- [WORK TO COMPLETE]:
The word "tree" appears in some lines of the entries. Say how many, and give nothing but the number.

EXERCISE DATA Block Start

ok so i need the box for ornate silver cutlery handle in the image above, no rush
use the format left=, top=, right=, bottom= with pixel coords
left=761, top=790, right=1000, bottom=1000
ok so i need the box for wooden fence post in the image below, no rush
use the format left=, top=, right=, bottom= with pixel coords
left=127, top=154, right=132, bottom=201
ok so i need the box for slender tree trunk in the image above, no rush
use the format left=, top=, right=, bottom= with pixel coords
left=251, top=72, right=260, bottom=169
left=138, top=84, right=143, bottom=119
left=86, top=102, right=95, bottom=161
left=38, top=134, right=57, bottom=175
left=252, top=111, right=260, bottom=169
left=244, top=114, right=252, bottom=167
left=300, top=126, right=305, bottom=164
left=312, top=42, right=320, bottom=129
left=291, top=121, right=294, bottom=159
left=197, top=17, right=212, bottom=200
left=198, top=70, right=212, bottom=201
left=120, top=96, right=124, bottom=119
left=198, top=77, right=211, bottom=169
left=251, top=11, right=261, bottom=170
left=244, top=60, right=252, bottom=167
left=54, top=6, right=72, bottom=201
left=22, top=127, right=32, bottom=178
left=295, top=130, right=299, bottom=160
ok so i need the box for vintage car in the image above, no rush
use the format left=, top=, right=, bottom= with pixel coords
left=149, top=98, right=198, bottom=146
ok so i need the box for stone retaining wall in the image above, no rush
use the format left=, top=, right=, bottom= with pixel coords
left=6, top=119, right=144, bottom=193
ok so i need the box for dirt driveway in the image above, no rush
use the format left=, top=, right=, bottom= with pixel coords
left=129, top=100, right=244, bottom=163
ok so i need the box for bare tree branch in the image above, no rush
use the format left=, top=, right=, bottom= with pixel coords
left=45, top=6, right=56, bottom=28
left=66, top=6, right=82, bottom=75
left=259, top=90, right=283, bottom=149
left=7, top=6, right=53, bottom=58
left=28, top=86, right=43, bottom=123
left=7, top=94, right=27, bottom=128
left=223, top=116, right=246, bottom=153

EXERCISE DATA Block End

- [OUTPUT]:
2